● **Instructions for the task**
Copy each entry precisely as written, and do not carry over the pictures.

● **Supplied data**

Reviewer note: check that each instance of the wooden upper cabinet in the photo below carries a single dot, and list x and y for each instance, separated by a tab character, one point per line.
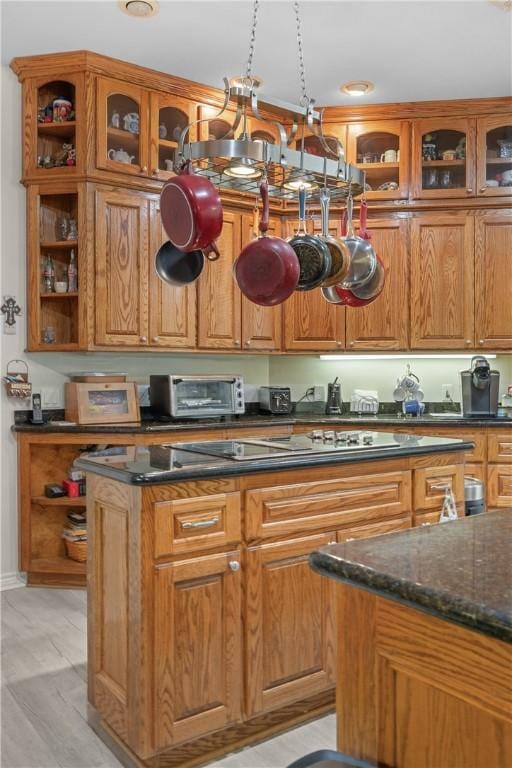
172	309
219	307
381	149
289	625
169	115
122	127
494	155
197	647
46	128
122	231
261	326
310	322
384	324
443	158
493	279
442	281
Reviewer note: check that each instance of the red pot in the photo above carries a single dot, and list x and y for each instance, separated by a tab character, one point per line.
191	211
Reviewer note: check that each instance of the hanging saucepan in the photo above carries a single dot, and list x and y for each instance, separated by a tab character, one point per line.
363	261
176	267
312	252
267	270
340	255
191	211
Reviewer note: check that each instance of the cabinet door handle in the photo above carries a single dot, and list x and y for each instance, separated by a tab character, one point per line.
187	524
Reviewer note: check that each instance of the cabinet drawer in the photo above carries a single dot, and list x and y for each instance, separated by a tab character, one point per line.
499	485
429	486
500	447
365	531
202	522
326	504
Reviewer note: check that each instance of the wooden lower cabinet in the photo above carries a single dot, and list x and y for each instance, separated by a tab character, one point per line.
289	624
197	652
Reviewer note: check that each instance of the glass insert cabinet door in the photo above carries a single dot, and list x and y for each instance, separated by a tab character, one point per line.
444	158
123	117
494	156
381	150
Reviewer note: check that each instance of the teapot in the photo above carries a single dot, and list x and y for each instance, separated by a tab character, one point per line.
120	156
131	122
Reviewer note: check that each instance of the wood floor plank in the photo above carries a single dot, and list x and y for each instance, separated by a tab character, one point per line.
43	679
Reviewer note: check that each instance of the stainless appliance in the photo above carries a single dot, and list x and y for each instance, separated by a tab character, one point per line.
474	496
196	396
318	441
480	388
275	399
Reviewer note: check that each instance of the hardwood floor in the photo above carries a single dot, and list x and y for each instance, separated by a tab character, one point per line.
43	678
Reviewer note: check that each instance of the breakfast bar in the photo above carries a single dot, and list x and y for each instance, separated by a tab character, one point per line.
207	628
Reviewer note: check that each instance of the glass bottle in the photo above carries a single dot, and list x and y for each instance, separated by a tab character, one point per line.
72	273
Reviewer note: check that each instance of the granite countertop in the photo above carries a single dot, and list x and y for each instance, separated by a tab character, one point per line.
149	425
459	571
156	464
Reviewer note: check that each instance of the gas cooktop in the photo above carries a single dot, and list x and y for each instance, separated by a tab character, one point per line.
316	442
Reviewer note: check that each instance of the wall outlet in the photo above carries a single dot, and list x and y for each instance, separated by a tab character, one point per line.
447	392
319	393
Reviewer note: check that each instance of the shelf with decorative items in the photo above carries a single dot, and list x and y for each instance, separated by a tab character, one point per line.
54	253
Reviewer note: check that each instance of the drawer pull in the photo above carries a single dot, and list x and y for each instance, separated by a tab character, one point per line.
200	523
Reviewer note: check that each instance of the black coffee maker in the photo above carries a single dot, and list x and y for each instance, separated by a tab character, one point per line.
480	388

● **Solution to this exercise**
Reviewer note: check that each instance of the wooden upper cabinet in the photo below carries a single dot, and list x and y for each instance, separated by a tab character, one point per line.
172	309
219	307
381	149
289	625
169	115
122	127
494	155
197	647
46	128
122	231
261	326
310	322
384	324
443	158
493	279
442	281
Reviewer note: check that each instance of the red pot in the photo above carries a single dot, and list x and y for each instance, separated by a tab character, one point per line.
191	211
Reviewer note: check that each instance of the hanging saucepan in the photo above carries a single dot, and list x and y for each instance, separated by a tab character, one point per line.
363	261
176	267
312	252
267	270
340	255
191	211
Reviewer note: check that each instance of the cabinet door handle in the photo above carries a single dot, and list x and y for each instance, separated by a tab character, one point per line.
187	524
Reviewer note: check that each instance of the cabinet drawer in the photo above carries a single dot, and list x and y for each instance, separated by a tab character, one point per line.
499	485
429	486
500	447
365	531
202	522
326	504
Reviewer note: check that each instance of the wooden lower cabinet in the photo above carries a single dot, and list x and y for each instance, separated by a tab character, one point per line.
289	624
197	652
Reviewer note: check that each instance of the glass insert cabinet door in the photo above carries a single dot, and list x and y for each instance, separated by a tab character, one point per line.
444	158
123	117
494	156
381	150
Reviewer note: check that each instance of the teapot in the photo above carries a single dot, and list x and y for each instance, separated by a tab character, one point per line.
120	156
131	122
Reviewer note: check that each instance of the wood floor plank in the photo above carries a single dot, and list x and y for each instance, separated by a tab character, one point per line.
43	679
Reviewer note: check that each instance of the stainless appliance in the photo above carries a single dot, and list x and y for each instance, separated by a tab character, one point per line.
474	496
196	396
318	441
480	388
275	399
Reviewer note: check that each instance of the hardwood floor in the photo above carries a single dot, and list x and y for each instance, separated by a tab character, one point per line.
43	678
Reviewer note: check that each instance of the breakfast bar in the photo above carries a single dot, and list x and y for each instance, separated by a tab character, one point per line.
207	628
Reviewer note: check that each instance of the glass bottle in the photo above carries a single dot, and list x and y for each instance, separated by a tab character, one point per line.
72	273
Reviewer note: check that each instance of the granite countertop in the photo above carries a single dot, and list x and y for each instance, separated by a tab character, one point per line.
149	425
459	571
156	464
Reviewer note: check that each instance of the gas cooktop in the photo above carries a single dot, and list x and y for each instance, separated by a tab character, one point per line.
316	442
Reviewer note: check that each instance of the wall outlet in the photo above carries a single dot, and list x and y for each instance, separated by a tab character, one point per line.
447	392
319	393
Reviewer note: check that each instance of the shelf with decorative items in the photo above carries a single dot, and list x and y for each instance, separated by a tab character, one point per line.
54	253
Reviewer note: check that each instance of the drawer pull in the photo above carries a single dot, and list x and y for each instance, separated by a tab character, one point per line.
200	523
Reviewer note: check that each instance of the black coffee maker in the photo above carries a single dot, and list x and y for each instance, separated by a tab character, one point per line.
480	388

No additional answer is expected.